# [ページ抜粋]
------------------------

縄文の土ほど深くはないですし、縄文時代が5千年とすると、せいぜい、内戦時代ですから、25年程度のものですけど、それでも過去から取り出すという意味では、それは考古学的な行為。ただその土を使ってできた作品というのは、まさに、内戦の記憶を、内戦という過去を変えているわけです。内戦のイメージというのは、われわれにとってはテレビ、メディアで撮られた玉が飛び交って人が殺し合う、そのさらに、人との争いのイメージですけれども、その一方で、一つの街が完全に破壊されている。見えない形で海の底に沈められているという、そういう過去があるわけですよね。その過去を取り出して、紙の上にもう一度流すことによって、変える。変えられたイメージというのは、また違う記憶を、残す。実際に会場にこられたレバノンの人、ベイルートの内戦を知っている人が、非常に強い印象を受けたと、直接聞きましたけれども、これも過去を取り出して、過去を変えるという営みの一つだったと思います。
「忘れない」
M:必ずしも「しない」というのは、受動的な受け身のことではないと思んですよね。「しない」という選択もある。世界には原子炉をもたない国はいくつもあるわけですね、それはそのときに選択しなかったわけですね、積極的に選択しなかった。なぜなら、この土地では、それは無理だからということを認識して、この土地には向いていない。いまはじめて日本人が疑問に思うのは、どうしてこんなに地震が多いところで、しかも地震が起きたら津波がくるところで、これほど多くの原発をつくってしまったんだろうかと、大きな疑問を日本人全体がもっていますけども、そのときにじゃあなぜ、選択しないというね、積極的に選択しないということができなかったのか。そういう風に考えてみるべきだと思んですよね。もしその時点でわからなかったんならば、待つこともできたと思んですね。もうすこし待とうと。時間をかけて考えよう、と。これは受け身ではなくて、積極的に待つ。それと深く結びついているのが、「忘れない」ということだと思んですよ。三陸には、たくさん、過去の大きな津波を忘れないでおこうとする碑がある、ということも知られていますし、われわれ以上に、そこに住んでいる、長く住んでいた人たちが知っていたんですけども、でも、忘れる人というのやっぱりいて、で、往々にして忘れる人というのは、その土地を外から見ていて、そこに、ここから下には例えば家を、道路をつくってはいけないんだよ、ということを忘れて、無視して、積極的に忘れてそれも、街をつくってしまった、と。

------------------------

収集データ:
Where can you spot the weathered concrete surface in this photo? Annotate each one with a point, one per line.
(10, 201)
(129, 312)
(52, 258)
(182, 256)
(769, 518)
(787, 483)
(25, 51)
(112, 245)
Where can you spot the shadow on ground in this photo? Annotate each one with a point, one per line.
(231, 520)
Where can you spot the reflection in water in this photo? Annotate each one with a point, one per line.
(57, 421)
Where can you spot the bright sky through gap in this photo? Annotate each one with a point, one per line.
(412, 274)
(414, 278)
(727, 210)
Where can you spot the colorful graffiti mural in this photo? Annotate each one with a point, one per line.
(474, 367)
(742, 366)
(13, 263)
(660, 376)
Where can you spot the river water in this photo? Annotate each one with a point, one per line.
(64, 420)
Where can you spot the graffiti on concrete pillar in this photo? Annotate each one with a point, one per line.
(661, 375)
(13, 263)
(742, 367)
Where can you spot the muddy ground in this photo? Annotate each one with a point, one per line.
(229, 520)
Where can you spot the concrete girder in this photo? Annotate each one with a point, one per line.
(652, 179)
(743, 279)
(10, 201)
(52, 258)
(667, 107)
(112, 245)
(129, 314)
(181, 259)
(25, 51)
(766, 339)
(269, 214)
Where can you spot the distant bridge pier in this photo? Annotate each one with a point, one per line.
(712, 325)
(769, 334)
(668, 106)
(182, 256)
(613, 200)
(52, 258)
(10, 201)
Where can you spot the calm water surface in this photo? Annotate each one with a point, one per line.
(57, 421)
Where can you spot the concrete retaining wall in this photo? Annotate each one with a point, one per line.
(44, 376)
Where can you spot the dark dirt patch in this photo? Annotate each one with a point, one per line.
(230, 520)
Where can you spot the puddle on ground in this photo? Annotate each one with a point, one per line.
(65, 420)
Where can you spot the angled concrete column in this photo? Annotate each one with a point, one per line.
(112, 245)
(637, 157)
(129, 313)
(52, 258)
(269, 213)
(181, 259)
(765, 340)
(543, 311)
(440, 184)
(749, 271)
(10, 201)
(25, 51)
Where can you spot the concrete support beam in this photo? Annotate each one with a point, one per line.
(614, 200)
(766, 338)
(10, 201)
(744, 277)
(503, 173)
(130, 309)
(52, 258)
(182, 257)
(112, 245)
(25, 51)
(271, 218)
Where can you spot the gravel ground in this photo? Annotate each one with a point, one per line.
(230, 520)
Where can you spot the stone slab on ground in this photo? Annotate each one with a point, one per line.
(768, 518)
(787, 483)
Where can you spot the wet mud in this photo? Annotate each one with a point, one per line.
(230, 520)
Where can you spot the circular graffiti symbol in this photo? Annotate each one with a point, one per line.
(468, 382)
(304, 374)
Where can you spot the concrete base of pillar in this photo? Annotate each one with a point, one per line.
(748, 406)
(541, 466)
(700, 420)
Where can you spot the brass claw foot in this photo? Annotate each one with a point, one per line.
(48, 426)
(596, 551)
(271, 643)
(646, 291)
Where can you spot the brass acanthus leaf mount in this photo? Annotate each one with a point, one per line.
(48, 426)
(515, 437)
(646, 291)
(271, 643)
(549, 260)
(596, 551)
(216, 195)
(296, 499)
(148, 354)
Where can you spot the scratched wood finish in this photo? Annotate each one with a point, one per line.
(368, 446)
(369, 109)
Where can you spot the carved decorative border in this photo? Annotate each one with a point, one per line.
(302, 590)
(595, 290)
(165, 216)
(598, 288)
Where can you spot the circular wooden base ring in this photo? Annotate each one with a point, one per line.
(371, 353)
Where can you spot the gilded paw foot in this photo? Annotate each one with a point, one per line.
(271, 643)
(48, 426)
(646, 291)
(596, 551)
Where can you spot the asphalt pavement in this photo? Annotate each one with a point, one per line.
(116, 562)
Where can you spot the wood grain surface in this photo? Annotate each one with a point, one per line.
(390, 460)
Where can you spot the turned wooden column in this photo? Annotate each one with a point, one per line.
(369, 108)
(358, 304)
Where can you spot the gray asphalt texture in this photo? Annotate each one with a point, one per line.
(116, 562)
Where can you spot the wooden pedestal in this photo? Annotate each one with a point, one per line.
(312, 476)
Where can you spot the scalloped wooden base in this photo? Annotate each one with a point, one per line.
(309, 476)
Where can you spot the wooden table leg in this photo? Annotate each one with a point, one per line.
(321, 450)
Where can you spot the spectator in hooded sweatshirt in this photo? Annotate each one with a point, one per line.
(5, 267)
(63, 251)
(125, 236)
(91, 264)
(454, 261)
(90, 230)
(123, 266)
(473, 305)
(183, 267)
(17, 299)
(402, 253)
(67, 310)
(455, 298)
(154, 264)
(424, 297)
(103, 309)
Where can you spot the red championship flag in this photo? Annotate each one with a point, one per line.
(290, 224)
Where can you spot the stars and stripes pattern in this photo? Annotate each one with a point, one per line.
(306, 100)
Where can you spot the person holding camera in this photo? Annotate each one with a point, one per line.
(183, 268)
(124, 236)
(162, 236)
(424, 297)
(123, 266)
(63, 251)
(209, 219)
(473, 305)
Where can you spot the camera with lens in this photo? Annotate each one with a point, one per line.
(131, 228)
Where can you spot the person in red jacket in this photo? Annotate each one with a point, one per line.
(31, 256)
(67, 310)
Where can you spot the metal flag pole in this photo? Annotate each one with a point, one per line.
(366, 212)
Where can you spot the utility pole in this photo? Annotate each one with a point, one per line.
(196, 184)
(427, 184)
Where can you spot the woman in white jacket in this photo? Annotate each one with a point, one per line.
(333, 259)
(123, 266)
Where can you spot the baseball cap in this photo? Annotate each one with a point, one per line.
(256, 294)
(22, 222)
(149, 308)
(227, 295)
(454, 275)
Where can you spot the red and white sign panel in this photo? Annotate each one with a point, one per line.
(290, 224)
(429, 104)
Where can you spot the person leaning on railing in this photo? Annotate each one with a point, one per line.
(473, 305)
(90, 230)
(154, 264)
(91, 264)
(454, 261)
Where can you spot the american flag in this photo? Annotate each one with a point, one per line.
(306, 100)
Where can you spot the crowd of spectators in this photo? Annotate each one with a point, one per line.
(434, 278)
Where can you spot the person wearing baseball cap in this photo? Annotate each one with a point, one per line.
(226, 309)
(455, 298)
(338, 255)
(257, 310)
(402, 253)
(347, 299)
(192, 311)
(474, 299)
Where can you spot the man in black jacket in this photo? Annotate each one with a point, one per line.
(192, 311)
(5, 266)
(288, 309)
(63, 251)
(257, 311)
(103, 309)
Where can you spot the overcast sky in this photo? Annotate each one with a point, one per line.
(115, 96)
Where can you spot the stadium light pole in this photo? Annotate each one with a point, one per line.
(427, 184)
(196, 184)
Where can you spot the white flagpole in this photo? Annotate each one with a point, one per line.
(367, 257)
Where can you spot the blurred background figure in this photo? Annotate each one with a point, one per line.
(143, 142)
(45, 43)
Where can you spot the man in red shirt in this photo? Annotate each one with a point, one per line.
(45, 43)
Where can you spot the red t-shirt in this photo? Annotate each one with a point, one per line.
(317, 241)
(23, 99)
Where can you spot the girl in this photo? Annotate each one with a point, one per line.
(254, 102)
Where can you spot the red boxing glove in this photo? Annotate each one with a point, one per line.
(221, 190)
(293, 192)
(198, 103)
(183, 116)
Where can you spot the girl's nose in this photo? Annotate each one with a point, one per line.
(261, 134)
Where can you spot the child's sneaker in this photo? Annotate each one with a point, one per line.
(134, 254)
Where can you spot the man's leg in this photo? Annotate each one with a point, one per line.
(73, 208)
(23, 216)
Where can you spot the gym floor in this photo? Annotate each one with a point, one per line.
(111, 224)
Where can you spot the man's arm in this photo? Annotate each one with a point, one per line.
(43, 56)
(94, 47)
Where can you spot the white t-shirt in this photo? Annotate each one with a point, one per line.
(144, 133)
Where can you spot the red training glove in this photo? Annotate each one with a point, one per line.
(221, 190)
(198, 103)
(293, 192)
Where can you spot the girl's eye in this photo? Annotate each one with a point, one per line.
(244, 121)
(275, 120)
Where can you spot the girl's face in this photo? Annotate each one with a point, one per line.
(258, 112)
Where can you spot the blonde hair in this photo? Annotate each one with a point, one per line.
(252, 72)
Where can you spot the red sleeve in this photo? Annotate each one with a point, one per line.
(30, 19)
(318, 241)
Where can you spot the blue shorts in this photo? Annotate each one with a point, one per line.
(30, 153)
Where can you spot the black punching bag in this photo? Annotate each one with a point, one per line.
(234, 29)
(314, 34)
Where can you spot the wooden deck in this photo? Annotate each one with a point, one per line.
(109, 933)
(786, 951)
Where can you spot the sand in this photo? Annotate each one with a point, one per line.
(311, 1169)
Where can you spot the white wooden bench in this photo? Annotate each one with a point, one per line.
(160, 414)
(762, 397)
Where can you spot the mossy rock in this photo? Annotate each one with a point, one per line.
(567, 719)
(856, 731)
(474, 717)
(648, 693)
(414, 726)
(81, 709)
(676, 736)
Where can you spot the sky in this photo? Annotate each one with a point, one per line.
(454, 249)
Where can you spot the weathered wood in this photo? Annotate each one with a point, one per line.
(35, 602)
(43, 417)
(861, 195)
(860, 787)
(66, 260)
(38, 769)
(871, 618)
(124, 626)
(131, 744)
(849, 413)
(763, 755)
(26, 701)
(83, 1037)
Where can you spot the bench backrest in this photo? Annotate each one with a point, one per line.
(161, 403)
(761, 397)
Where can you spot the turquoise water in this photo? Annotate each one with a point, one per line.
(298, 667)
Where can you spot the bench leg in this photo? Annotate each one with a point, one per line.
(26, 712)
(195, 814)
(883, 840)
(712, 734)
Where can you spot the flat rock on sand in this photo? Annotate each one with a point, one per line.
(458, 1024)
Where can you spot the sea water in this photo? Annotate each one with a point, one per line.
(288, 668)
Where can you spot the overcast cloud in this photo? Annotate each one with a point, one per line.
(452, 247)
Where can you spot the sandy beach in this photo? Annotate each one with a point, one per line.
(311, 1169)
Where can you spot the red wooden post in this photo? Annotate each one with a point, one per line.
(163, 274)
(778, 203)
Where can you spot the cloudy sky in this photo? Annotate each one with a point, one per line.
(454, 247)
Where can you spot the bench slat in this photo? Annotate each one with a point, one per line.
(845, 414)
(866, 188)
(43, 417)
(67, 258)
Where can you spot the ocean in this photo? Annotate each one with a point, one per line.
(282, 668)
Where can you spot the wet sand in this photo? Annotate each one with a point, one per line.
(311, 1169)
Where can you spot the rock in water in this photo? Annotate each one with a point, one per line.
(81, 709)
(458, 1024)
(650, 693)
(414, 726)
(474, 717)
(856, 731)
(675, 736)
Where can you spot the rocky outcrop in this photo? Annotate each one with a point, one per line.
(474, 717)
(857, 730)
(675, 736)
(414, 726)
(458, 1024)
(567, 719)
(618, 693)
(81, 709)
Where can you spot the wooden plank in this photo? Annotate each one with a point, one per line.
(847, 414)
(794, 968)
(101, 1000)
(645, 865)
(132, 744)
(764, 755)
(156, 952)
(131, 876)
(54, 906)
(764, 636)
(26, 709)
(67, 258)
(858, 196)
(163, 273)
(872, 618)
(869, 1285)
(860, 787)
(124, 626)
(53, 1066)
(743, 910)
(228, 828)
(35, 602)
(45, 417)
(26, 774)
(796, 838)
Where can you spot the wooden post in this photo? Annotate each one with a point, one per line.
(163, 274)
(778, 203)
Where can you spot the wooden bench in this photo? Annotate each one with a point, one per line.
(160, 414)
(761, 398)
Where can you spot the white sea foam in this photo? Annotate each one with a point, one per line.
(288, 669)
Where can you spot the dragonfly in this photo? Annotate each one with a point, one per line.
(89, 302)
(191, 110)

------------------------

# [指示]
ページ抜粋によると、三陸には何がたくさんあることが知られていますか。

# [解答]
過去の大きな津波を忘れないでおこうとする碑です。